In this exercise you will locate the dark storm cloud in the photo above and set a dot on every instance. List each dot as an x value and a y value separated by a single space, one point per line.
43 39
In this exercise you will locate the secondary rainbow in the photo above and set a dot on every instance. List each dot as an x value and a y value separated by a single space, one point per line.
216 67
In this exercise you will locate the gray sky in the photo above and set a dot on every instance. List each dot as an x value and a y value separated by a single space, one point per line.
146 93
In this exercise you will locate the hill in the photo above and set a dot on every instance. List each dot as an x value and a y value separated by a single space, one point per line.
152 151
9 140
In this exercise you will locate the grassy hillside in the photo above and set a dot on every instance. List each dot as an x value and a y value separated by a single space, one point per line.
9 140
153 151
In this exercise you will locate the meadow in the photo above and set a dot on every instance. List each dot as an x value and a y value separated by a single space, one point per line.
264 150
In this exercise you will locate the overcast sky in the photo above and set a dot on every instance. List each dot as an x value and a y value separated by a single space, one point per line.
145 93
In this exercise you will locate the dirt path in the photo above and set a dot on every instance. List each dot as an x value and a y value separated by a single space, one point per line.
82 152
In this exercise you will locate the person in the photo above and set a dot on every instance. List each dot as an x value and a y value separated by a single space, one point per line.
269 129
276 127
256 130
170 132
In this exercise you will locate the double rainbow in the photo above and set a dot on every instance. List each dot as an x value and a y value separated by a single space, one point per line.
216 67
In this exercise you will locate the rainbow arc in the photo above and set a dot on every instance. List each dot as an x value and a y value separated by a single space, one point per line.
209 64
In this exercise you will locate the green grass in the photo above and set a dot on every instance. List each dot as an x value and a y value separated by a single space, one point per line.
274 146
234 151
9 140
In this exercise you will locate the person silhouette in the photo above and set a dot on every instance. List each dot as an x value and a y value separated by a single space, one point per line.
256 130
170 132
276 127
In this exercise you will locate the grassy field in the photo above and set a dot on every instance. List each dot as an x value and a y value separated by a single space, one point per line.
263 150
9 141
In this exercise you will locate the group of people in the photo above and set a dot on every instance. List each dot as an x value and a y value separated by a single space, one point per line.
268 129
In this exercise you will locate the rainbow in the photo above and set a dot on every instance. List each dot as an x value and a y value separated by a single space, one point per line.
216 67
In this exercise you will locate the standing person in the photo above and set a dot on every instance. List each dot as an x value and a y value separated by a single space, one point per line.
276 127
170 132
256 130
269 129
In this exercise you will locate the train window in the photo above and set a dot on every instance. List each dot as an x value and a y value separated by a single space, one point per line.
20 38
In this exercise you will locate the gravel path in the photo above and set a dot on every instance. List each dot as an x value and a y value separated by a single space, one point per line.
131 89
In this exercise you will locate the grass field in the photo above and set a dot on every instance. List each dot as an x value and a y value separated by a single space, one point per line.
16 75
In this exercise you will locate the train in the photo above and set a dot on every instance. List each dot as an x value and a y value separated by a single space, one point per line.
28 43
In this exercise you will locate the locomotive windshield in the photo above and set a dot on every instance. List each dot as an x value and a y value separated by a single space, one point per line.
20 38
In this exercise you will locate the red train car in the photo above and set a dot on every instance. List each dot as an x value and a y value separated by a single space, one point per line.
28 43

++++++++

Set down the preceding data verbatim. Every line belongs in the copy.

In this exercise you will locate the dark storm cloud in the photo above and set a dot on every instance. List each dot as an x value and a y value separated by a single space, one point per line.
43 39
In this exercise you will locate the secondary rainbow in the photo above and set a dot on every instance. List each dot as an x value and a y value separated by a single space, one point per line.
216 67
In this exercise you will locate the gray sky in the photo above and set a dot on every instance. List each dot as an x value and a y value separated by a single space, one point per line.
146 93
In this exercise you will locate the hill in the photo above and set a dot on every instance. List each dot as an x value and a y value separated by a single space, one point per line.
152 151
9 140
In this exercise you will locate the grassy hillside in the photo above and set a dot on every instance. List each dot as an x value and a y value separated by a single space, one point per line.
9 140
153 151
In this exercise you will locate the meadow in the photo above and set a dot on every instance. List each dot as an x value and a y value separated by a single space, one point per line.
264 150
In this exercise you will locate the overcast sky in the photo above and set a dot on every instance. List each dot as an x value and a y value separated by a single space, one point per line.
145 93
In this exercise you will locate the dirt path in the photo above and set a dot on every instance. List each dot as an x value and a y value separated by a single space, one point per line.
82 152
In this exercise you will locate the person in the photo above and set a dot on every instance. List each dot as an x value and a y value separated by a single space, one point per line.
269 129
276 127
256 130
170 132
In this exercise you will locate the double rainbow in the photo above and set a dot on every instance. List each dot as an x value and a y value separated by a single space, one point per line.
216 67
In this exercise you will locate the rainbow arc in the photo above and set a dot on every instance. List each dot as an x value and a y value separated by a single space, one point per line.
209 64
In this exercise you will locate the green grass in the photo above and set a dot on every instance. List each dot as an x value and a y value separated by a single space, one point per line.
274 146
234 151
9 140
In this exercise you will locate the person silhouette in the photo above and set a dot on every instance. List each dot as an x value and a y value separated by a single space, one point per line.
256 130
170 132
276 127
In this exercise you will locate the grassy field in the photo above and set a dot on every instance. List each dot as an x value and a y value separated by a single space, one point per line.
263 150
9 141
In this exercise you will locate the group of people in the photo above and set a dot on every instance. List each dot as an x value and a y value separated by a single space, one point per line.
268 129
In this exercise you will locate the rainbow in the photo above and set a dot on every instance. List each dot as an x value and a y value separated by a single space, one point per line.
216 67
In this exercise you will locate the standing person in the photo above and set a dot on every instance. List each dot as an x value and a y value separated by a single space, one point per line.
276 127
170 132
256 130
269 129
In this exercise you will locate the train window in the photo above and set a dot on every instance. List each dot as an x value and a y value separated by a single space, one point per line.
20 38
In this exercise you will locate the gravel path in the photo above and set a dot on every instance. List each dot as an x value and a y value separated by a single space, one point per line.
131 89
In this exercise you will locate the grass field in the photo above and set a dot on every instance. List each dot as an x value and a y value separated by a single space, one point per line.
16 75
In this exercise you will locate the train in the photo above and set a dot on every instance. List each dot as an x value and a y value separated by a single space, one point per line.
28 43
In this exercise you will locate the locomotive windshield in the photo above and set a dot on every instance. List each dot as an x value and a y value separated by a single space, one point per line.
20 38
In this exercise you will locate the red train car in the photo above and set a dot on every instance. List each dot as an x value and a y value separated by a single space, one point per line.
28 43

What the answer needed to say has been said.